* [Given exercise A]:
In the text on admission to student teaching, what fee will students in the fall 2024 ninth-semester program be charged?
* [Given exercise B]:
Reproduce a passage from the text on admission to student teaching, beginning at the words "Please review the Student Teaching" and stopping after the words "after the application deadline.".

The Education Studies faculty will ultimately make the final decision regarding a student’s readiness for student teaching. Once you are accepted into the program, we will enroll you in the courses and notify the administration.

Students participating in the ninth-semester teacher education program fall of 2024 will be charged $9,600 for the semester; financial aid is available for students in this ninth-semester program based on financial need. (This fee changes each year, please review the Student Financial Services Handbook.)

Please review the Student Teaching Handbook.

A teacher affects eternity; he can never tell where his influence stops.
—Henry Brooks Adams


Admission to the semester is by application only. As part of the application process, the student’s advisor or another faculty member, usually selected from the student’s major department, will need to complete the Academic Reference Form indicating the student’s intellectual strengths and his or her mastery of the subject matter.

Applicants will be notified of their acceptance into the professional semester by the Education Studies Program Committee approximately two weeks after the application deadline.

In order to be assured of a positive recommendation for teacher licensure, students must complete EDST 0410 with a grade of at least a B and EDST 0405-0407 or EDST 0415-0417 with a PASS.


In a few cases, students may elect to do their professional semester during the fall of their senior year. Such students will need to show progress toward meeting the prerequisites listed below and will not be recommended for teacher licensure until they have successfully completed all graduation requirements.

  • Successful completion of a first-year seminar and the College-wide distribution requirement;
  • Students not applying for their ninth semester should submit a degree audit report showing their progress towards completing both majors;
  • Successful completion of all prepracticum course requirements for the major in secondary or elementary teacher education with recommendation for licensure;
  • Satisfactory performance of at least 60 hours of field placement work in local schools;
  • Assessment by the teacher education faculty of a student’s communication skills in prerequisite courses;
  • Assessment by a liberal arts faculty member, usually from the student’s major;
  • An overall B or better average in courses taken before the professional semester;
  • An overall B or better average in the field of major studies before the professional semester;
  • A sincere interest in undertaking student teaching and becoming a teacher, as reflected in the student’s self-recommendation essay;
  • Review by the Education Studies Program Committee of the applicant’s transcript, performance in education studies and related courses, self-recommendation essay, and academic reference form completed by a liberal arts faculty;
  • Successful completion and revision of required portfolio entries assigned in the prerequisite courses.

* [Supplied material]:
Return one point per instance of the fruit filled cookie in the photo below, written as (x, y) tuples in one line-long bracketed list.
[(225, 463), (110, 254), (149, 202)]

* [Full response A]:
$9,600 for the semester

* [Full response B]:
Please review the Student Teaching Handbook.

A teacher affects eternity; he can never tell where his influence stops.
—Henry Brooks Adams


Admission to the semester is by application only. As part of the application process, the student’s advisor or another faculty member, usually selected from the student’s major department, will need to complete the Academic Reference Form indicating the student’s intellectual strengths and his or her mastery of the subject matter.

Applicants will be notified of their acceptance into the professional semester by the Education Studies Program Committee approximately two weeks after the application deadline.